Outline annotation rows

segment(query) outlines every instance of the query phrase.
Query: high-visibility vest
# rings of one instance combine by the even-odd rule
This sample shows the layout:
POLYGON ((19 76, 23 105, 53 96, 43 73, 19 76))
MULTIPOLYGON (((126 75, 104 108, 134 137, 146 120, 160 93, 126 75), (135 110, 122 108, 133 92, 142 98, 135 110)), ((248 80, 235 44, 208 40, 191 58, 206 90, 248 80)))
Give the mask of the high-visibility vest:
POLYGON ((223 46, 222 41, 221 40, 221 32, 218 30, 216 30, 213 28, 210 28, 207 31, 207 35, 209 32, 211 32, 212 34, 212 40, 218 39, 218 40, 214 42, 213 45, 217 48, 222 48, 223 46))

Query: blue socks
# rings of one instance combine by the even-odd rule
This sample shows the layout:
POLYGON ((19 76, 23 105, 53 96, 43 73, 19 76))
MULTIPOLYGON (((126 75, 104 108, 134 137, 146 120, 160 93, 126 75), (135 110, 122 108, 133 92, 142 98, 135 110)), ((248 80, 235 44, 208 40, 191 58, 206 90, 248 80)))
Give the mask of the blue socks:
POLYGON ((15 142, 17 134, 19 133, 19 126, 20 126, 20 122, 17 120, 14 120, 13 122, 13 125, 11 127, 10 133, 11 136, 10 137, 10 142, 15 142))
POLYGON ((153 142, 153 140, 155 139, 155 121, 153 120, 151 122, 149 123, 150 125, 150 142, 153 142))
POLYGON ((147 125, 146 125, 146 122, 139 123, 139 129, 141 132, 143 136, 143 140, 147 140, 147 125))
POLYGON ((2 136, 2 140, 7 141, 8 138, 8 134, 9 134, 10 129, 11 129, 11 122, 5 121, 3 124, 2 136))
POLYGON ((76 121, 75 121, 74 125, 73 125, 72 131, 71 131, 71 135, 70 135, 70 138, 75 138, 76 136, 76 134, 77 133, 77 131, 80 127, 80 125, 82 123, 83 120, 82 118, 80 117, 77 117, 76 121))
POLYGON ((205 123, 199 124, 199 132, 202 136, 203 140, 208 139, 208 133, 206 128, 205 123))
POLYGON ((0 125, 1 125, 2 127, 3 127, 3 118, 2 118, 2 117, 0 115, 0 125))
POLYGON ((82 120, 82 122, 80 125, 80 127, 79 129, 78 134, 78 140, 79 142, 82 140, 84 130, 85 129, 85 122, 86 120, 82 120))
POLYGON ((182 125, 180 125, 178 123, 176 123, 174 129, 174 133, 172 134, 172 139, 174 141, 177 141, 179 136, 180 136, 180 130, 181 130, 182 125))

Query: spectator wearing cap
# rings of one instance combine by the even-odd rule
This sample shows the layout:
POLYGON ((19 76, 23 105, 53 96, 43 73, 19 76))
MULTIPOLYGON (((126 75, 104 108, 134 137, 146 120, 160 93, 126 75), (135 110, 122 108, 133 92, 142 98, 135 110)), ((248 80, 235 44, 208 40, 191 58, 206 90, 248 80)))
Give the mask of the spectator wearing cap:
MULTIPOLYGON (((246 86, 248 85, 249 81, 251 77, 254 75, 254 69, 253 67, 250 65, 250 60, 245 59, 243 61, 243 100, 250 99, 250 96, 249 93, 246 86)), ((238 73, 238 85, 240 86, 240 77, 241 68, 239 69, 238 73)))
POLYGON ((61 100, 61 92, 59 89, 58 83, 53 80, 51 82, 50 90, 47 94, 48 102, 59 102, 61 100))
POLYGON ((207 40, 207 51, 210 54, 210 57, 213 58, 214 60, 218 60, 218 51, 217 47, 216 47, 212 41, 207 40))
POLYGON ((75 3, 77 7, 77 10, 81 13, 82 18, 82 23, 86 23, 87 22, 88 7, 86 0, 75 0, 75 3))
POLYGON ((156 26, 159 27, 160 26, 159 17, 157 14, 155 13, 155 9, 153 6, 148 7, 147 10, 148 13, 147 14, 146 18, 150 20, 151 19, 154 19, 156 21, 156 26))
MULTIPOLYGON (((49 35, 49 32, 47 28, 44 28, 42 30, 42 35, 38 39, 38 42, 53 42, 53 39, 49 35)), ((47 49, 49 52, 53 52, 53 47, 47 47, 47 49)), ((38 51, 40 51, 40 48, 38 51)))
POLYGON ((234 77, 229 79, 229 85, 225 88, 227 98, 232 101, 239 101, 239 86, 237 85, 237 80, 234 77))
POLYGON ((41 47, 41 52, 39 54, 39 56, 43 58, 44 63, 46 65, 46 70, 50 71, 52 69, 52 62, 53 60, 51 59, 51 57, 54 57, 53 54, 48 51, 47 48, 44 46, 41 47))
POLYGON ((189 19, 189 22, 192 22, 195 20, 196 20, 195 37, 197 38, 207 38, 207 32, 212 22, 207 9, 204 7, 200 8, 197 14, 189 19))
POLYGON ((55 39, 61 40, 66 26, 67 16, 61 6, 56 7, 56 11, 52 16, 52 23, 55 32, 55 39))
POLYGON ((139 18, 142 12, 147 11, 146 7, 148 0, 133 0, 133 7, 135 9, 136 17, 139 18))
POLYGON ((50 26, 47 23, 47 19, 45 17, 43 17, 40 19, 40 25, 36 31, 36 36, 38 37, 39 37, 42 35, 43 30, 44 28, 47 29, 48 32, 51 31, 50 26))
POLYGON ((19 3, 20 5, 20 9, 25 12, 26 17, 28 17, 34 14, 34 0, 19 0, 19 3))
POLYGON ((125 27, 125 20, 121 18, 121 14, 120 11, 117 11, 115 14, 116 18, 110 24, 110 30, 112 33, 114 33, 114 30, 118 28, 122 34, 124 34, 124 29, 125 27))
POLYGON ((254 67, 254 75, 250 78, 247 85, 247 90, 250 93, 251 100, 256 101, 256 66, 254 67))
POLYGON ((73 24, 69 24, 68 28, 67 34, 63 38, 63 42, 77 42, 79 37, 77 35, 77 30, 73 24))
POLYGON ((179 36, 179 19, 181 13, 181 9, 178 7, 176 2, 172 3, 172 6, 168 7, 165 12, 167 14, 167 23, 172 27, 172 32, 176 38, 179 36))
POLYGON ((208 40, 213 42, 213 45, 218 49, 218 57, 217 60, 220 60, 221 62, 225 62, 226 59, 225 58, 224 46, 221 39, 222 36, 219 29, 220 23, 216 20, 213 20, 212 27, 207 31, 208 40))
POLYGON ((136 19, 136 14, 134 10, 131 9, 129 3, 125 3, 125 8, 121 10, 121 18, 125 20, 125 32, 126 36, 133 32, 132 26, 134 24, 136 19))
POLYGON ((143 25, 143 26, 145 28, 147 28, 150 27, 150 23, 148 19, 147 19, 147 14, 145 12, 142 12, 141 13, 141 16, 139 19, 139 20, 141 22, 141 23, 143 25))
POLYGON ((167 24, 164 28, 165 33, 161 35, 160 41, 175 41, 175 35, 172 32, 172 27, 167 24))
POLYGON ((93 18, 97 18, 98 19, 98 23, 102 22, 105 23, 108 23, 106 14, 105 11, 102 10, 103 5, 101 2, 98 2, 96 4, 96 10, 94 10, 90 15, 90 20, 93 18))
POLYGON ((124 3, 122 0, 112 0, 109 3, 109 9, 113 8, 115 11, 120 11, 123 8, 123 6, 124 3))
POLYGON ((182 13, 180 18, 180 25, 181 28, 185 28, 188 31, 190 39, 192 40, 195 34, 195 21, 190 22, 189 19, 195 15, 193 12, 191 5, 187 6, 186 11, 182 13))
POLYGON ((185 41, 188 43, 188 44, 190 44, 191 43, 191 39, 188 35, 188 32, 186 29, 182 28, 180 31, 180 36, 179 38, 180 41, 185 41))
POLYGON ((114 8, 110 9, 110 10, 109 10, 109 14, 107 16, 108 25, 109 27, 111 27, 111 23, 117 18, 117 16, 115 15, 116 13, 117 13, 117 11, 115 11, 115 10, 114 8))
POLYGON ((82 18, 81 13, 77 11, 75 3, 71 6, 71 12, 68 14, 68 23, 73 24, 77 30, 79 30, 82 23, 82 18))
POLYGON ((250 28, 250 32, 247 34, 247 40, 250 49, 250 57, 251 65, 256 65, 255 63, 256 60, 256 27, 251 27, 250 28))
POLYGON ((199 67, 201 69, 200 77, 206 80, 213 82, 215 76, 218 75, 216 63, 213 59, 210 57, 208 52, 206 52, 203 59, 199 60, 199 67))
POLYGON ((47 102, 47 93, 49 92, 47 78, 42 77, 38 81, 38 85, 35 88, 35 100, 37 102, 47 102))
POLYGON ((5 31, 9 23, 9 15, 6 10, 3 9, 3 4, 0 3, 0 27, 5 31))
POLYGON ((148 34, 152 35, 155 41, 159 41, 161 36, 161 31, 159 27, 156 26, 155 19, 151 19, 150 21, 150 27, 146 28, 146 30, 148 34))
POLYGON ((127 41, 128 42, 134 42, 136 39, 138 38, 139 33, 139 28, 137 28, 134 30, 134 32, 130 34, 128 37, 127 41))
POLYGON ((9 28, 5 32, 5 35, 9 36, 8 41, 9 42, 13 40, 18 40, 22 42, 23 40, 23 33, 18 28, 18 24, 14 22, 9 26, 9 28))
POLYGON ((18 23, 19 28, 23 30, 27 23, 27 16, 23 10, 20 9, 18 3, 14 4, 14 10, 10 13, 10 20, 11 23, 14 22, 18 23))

Stated goal — Could you swap "blue socks" for "red socks" in the rows, starting with the line with "Query: blue socks" and going on through the line with "POLYGON ((182 125, 180", leaving everything else unchanged and returning only those lines?

Result for this task —
Query: red socks
# rings of one instance combine by the even-odd rule
This sample shows the layout:
POLYGON ((19 76, 23 105, 53 96, 43 73, 19 76))
MULTIPOLYGON (((126 75, 104 108, 134 137, 146 120, 160 93, 126 75), (135 110, 122 108, 133 92, 142 98, 135 110)), ((248 80, 235 44, 208 40, 191 58, 206 90, 248 80)))
Give the mask of the red socks:
POLYGON ((15 142, 17 134, 19 133, 19 126, 20 126, 20 122, 17 120, 14 120, 13 122, 13 125, 11 127, 10 133, 11 136, 10 137, 10 142, 15 142))
POLYGON ((153 142, 153 140, 155 139, 155 121, 153 120, 151 122, 149 123, 150 125, 150 142, 153 142))
POLYGON ((147 125, 146 125, 146 122, 139 123, 139 129, 141 132, 143 136, 143 140, 147 140, 147 125))
POLYGON ((2 136, 2 140, 7 141, 8 138, 8 134, 9 134, 10 129, 11 129, 11 122, 5 121, 3 124, 2 136))
POLYGON ((76 121, 75 121, 74 125, 73 125, 72 131, 71 131, 71 135, 70 135, 70 138, 75 138, 76 136, 76 134, 77 133, 77 131, 80 127, 80 125, 82 123, 83 120, 82 118, 80 117, 77 117, 76 121))
POLYGON ((205 123, 199 124, 199 132, 202 136, 203 140, 208 139, 208 133, 206 128, 205 123))
POLYGON ((0 125, 1 125, 2 127, 3 127, 3 118, 2 118, 2 117, 0 115, 0 125))
POLYGON ((82 120, 82 122, 80 125, 80 127, 79 129, 78 134, 78 140, 79 142, 82 140, 84 130, 85 129, 85 122, 86 120, 82 120))
POLYGON ((182 125, 180 125, 178 123, 176 123, 174 129, 174 133, 172 134, 172 139, 174 141, 177 141, 179 136, 180 136, 180 130, 181 130, 182 125))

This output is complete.